WRITTEN TASK> Go through the entries below and write each one out exactly.
═══ THE RECORDS ═══
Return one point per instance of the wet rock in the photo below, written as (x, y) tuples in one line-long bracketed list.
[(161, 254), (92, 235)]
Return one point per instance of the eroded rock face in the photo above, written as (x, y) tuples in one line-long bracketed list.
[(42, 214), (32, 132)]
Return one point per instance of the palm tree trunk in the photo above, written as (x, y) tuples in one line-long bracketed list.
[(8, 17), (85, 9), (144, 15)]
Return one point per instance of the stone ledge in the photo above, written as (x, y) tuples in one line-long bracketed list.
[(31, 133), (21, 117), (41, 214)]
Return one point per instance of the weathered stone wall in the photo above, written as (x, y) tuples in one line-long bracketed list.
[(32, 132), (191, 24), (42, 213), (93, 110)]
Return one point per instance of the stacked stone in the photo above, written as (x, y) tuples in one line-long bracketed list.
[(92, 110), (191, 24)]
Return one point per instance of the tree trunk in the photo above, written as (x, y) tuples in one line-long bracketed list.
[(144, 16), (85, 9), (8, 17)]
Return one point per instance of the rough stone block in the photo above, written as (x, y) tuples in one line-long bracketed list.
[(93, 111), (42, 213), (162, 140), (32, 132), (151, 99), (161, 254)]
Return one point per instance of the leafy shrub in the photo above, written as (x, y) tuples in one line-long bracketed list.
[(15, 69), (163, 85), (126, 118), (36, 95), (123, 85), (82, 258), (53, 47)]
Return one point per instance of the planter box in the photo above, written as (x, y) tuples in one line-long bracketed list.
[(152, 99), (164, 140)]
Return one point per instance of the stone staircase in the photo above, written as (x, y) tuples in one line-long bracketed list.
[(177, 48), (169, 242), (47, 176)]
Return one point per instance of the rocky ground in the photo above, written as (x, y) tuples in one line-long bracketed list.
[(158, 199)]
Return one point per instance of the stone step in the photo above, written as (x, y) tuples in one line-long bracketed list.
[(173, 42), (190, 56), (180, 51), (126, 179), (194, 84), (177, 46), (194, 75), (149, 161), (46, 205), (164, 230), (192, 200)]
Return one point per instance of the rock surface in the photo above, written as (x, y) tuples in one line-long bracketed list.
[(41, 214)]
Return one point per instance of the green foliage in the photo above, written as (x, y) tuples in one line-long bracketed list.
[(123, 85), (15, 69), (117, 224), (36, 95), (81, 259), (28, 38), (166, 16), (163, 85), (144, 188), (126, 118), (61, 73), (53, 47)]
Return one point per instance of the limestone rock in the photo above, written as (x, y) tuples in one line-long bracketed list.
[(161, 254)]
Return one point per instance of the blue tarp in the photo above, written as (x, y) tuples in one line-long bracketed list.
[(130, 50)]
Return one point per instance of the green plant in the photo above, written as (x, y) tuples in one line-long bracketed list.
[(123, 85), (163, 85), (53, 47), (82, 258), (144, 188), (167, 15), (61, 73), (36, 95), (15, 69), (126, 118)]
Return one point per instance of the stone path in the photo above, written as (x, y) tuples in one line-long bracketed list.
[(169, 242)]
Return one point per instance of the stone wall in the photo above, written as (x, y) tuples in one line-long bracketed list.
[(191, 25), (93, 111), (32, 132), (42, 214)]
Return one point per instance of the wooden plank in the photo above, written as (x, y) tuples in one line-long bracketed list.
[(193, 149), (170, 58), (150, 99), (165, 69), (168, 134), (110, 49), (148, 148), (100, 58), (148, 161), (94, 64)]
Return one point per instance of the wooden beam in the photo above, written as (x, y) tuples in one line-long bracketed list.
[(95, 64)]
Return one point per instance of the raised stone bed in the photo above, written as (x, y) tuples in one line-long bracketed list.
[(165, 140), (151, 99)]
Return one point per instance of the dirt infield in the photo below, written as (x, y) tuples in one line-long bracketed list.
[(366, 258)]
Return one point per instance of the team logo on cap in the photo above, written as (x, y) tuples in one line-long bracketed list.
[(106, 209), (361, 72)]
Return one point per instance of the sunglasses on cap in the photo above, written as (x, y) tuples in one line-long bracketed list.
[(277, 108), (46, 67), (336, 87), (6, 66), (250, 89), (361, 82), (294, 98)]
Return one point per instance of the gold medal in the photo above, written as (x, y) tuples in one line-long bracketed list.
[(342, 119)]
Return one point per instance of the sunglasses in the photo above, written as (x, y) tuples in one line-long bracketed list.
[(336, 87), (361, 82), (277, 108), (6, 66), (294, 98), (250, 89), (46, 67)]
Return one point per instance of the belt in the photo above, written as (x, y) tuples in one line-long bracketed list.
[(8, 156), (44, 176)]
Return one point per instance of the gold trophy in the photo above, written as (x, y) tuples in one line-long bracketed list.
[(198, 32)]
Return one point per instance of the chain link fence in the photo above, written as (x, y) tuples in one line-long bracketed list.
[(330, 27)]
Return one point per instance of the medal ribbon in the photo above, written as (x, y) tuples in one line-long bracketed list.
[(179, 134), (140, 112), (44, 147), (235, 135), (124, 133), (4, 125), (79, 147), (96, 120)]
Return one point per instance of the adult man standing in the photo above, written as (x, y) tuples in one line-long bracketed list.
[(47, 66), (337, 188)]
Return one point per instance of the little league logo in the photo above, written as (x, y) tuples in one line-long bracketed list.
═══
EXERCISE OUTPUT>
Return one point per instance of the wet rock in the photo below, written as (x, y) tuples in one line-long bracketed list.
[(161, 254), (92, 235)]
Return one point per instance of the eroded rock face in the photo above, written as (x, y) tuples in one line-long bracketed list.
[(42, 214), (32, 132)]
Return one point per instance of the palm tree trunk in the photo above, written as (x, y) tuples in one line-long bracketed list.
[(8, 17), (85, 9), (144, 15)]
Return one point per instance of the stone ledge in the photo above, written as (x, y) tuples in one line-long bracketed list.
[(31, 133), (21, 117), (41, 214)]
Return one point per instance of the weathered stone wall in the photo above, written as (x, y) tuples in one line-long bracketed list.
[(32, 132), (191, 24), (42, 213), (93, 110)]
Return one point per instance of the stacked stone in the photo above, written as (x, y) tuples in one line-long bracketed list.
[(92, 110), (191, 24)]
Return one point per instance of the tree trunk in the photo above, written as (x, y) tuples in one line-long bracketed list.
[(144, 16), (85, 9), (8, 17)]
Return one point per instance of the rough stone block in the photo above, written as (x, y) tuples in one line-long bracketed list.
[(93, 111), (42, 213), (162, 140), (32, 132), (151, 99), (161, 254)]
Return one point per instance of the leafy shrub in the photo above, written as (x, y) tuples in one line-long bracketed list.
[(15, 69), (163, 85), (126, 118), (36, 95), (123, 85), (82, 258), (53, 47)]
Return one point per instance of the planter box in the photo above, written as (x, y) tuples in one line-long bracketed list.
[(152, 99), (164, 140)]
Return one point per instance of the stone staircase in the photo above, written as (x, y) tuples in one line-long bracketed list.
[(177, 48), (169, 242), (47, 176)]
Return one point per instance of the rocky ground in the photo above, written as (x, y) tuples in one line-long bracketed list.
[(158, 199)]
Return one point per instance of the stone step in the photo above, written as (x, y) tuples in one line-long bracketed list.
[(173, 42), (190, 56), (180, 51), (126, 179), (194, 84), (177, 46), (194, 75), (149, 161), (46, 205), (164, 230), (192, 200)]
Return one point per instance of the rock surface in the photo above, written as (x, y) tuples in one line-long bracketed list.
[(41, 214)]
Return one point per instance of the green foliage in the photo above, written as (x, y) tuples in one line-long bracketed list.
[(123, 85), (15, 69), (117, 224), (36, 95), (81, 259), (28, 38), (166, 16), (163, 85), (144, 188), (126, 118), (61, 73), (53, 47)]
Return one point per instance of the limestone rock in the photo above, written as (x, y) tuples in one line-long bracketed list.
[(161, 254)]
Return one point per instance of the blue tarp in the photo above, written as (x, y) tuples in one line-long bracketed list.
[(130, 50)]
Return one point per instance of the green plant in the photo above, written as (x, y) tuples in one line-long bracketed list.
[(123, 85), (163, 85), (53, 47), (82, 258), (144, 188), (167, 15), (61, 73), (36, 95), (15, 69), (126, 118)]
Return one point per instance of the stone path in the photo above, written as (x, y) tuples in one line-long bracketed list.
[(169, 242)]
Return one point per instance of the stone wall in the photo above, written as (x, y) tuples in one line-long bracketed list.
[(191, 25), (93, 111), (32, 132), (42, 214)]
Return one point per instance of the wooden plank in the photo above, written as (x, y) tuples in one line-long bracketed list.
[(193, 149), (170, 58), (150, 99), (165, 69), (168, 134), (110, 49), (148, 148), (100, 58), (148, 161), (94, 64)]
Return one point per instance of the wooden beam in the photo above, written as (x, y) tuples in one line-long bracketed list.
[(95, 64)]
Return one point per instance of the raised stone bed in the photo above, written as (x, y) tuples in one line-long bracketed list.
[(165, 140), (151, 99)]
Return one point per instance of the dirt infield in the photo below, written as (x, y) tuples in one line-long bracketed list.
[(366, 258)]
Return one point per instance of the team logo on cap in the photo above, written as (x, y) tuples in one line-long bracketed list.
[(106, 209), (361, 72)]
Return one point per instance of the sunglasses on cap in the photo above, written as (x, y) tuples in one line-long bracketed list.
[(277, 108), (46, 67), (336, 87), (6, 66), (250, 89), (361, 82), (294, 98)]
Return one point per instance of the gold medal in the photo above, written as (x, y) tuples in one line-long bracketed list.
[(342, 119)]
Return one point per instance of the sunglasses in the photo above, written as (x, y) tuples in one line-long bracketed list.
[(336, 87), (361, 82), (277, 108), (6, 66), (294, 98), (250, 89), (46, 67)]
Return one point per instance of the belt in the photo above, written as (x, y) tuples in one line-long bracketed list.
[(8, 156), (44, 176)]
Return one point per instance of the gold trophy in the photo above, written as (x, y) tuples in one line-long bracketed list.
[(198, 32)]
Return one point per instance of the chain link fence in the photo above, written as (x, y) tuples in one line-long bracketed list.
[(330, 27)]
Return one point per instance of the medal ribbon in the photo above, written as (x, y) tuples in one line-long bracketed list.
[(179, 134), (140, 112), (44, 147), (235, 135), (124, 133), (4, 125), (79, 147), (96, 120)]
Return one point per instance of the adult man standing in the photo above, written as (x, y) tuples in one line-long bracketed list.
[(47, 66), (337, 188)]
Return one point per instance of the little league logo in the photo above, written as (x, y) tuples in one line-long bracketed list.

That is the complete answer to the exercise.